--- Begin Provided records ---

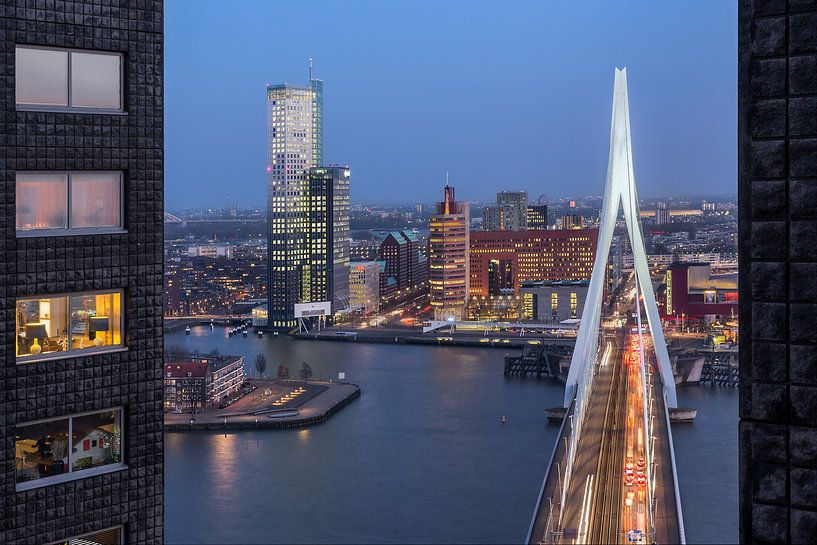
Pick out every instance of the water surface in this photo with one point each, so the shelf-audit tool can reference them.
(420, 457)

--- End Provided records ---
--- Begin Provided records ---

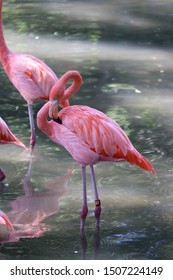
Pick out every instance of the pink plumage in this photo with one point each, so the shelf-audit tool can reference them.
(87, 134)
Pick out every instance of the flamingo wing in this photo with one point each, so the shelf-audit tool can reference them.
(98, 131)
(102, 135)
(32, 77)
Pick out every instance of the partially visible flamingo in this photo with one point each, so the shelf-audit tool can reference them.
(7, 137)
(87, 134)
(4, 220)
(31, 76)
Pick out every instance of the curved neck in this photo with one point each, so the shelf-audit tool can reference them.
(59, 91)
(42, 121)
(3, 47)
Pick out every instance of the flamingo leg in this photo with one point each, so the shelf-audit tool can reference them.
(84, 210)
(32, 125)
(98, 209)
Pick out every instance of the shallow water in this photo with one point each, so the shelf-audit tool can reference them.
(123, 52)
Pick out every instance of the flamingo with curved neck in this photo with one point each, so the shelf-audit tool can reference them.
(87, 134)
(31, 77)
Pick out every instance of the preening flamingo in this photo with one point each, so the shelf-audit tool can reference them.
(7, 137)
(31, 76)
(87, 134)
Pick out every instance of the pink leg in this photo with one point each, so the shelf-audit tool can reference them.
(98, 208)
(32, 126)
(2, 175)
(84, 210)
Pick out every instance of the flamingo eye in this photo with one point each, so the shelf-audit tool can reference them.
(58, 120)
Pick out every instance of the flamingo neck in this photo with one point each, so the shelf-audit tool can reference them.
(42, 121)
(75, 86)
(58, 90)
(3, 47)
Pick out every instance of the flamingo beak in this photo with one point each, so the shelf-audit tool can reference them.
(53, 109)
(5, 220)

--- End Provided records ---

= What is required =
Count the lines above that contain the word "neck". Case counts. Give only the number.

= Solution to this problem =
3